-- WORK TASK --
The answer is the full set of records below, transcribed exactly.

Stored data:
■ ■ ■ ■

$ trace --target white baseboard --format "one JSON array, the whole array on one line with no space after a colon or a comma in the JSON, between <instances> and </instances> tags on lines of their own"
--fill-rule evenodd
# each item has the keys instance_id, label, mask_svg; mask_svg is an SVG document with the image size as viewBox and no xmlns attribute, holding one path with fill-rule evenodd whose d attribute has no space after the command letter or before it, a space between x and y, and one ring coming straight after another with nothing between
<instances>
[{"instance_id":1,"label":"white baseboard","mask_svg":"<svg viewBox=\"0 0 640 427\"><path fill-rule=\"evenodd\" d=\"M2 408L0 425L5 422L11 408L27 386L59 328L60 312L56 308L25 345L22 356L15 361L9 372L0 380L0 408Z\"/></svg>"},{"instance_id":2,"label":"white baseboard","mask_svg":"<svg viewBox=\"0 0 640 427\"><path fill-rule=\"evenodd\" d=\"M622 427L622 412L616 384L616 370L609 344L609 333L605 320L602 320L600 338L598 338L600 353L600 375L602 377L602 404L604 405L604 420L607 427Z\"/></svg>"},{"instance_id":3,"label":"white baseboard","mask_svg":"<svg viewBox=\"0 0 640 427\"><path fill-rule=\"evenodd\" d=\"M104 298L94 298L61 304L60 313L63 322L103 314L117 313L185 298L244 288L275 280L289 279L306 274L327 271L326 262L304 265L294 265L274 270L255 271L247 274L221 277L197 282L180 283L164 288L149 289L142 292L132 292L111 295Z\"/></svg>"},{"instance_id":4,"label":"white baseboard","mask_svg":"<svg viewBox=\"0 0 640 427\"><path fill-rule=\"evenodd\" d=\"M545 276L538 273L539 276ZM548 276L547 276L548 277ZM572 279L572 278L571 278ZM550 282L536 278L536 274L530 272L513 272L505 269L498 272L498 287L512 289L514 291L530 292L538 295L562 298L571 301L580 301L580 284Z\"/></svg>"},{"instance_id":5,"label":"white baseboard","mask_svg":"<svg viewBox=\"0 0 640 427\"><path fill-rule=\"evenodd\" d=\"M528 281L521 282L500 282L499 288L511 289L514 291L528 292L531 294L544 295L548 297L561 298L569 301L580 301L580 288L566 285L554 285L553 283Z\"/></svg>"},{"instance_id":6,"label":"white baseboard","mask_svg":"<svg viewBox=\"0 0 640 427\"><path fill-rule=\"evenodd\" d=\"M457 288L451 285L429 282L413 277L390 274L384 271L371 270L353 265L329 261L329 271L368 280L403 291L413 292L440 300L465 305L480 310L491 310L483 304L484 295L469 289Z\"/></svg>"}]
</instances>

■ ■ ■ ■

-- EXPECTED ANSWER --
$ trace --target white baseboard --format "one JSON array, the whole array on one line with no space after a colon or a comma in the JSON, between <instances> and </instances> tags on lines of their own"
--fill-rule evenodd
# each item has the keys instance_id, label, mask_svg; mask_svg is an SVG document with the image size as viewBox and no xmlns attribute, holding one path with fill-rule evenodd whose d attribute has no space after the command letter or before it, a space between x and y, and one ring coming straight after another with nothing between
<instances>
[{"instance_id":1,"label":"white baseboard","mask_svg":"<svg viewBox=\"0 0 640 427\"><path fill-rule=\"evenodd\" d=\"M2 408L0 425L5 422L11 408L27 386L59 328L60 312L56 308L25 345L22 356L15 361L9 372L0 380L0 408Z\"/></svg>"},{"instance_id":2,"label":"white baseboard","mask_svg":"<svg viewBox=\"0 0 640 427\"><path fill-rule=\"evenodd\" d=\"M622 427L622 412L616 384L616 370L609 344L609 333L605 320L602 320L600 338L598 338L600 353L600 375L602 377L602 404L604 405L604 420L607 427Z\"/></svg>"},{"instance_id":3,"label":"white baseboard","mask_svg":"<svg viewBox=\"0 0 640 427\"><path fill-rule=\"evenodd\" d=\"M104 298L94 298L61 304L60 313L63 322L103 314L117 313L185 298L244 288L275 280L289 279L306 274L327 271L326 262L304 265L294 265L274 270L255 271L247 274L221 277L197 282L180 283L164 288L149 289L142 292L132 292L111 295Z\"/></svg>"},{"instance_id":4,"label":"white baseboard","mask_svg":"<svg viewBox=\"0 0 640 427\"><path fill-rule=\"evenodd\" d=\"M545 276L538 273L539 276ZM548 276L547 276L548 277ZM572 279L572 278L571 278ZM550 282L536 278L536 274L530 272L513 272L505 269L498 272L498 287L512 289L514 291L530 292L538 295L562 298L571 301L580 301L580 284Z\"/></svg>"},{"instance_id":5,"label":"white baseboard","mask_svg":"<svg viewBox=\"0 0 640 427\"><path fill-rule=\"evenodd\" d=\"M528 281L521 282L500 282L499 288L511 289L514 291L528 292L531 294L544 295L548 297L561 298L569 301L580 301L580 288L566 285L554 285L553 283Z\"/></svg>"},{"instance_id":6,"label":"white baseboard","mask_svg":"<svg viewBox=\"0 0 640 427\"><path fill-rule=\"evenodd\" d=\"M457 288L451 285L429 282L413 277L390 274L384 271L371 270L353 265L329 261L329 271L368 280L403 291L413 292L440 300L465 305L480 310L491 310L483 304L484 295L469 289Z\"/></svg>"}]
</instances>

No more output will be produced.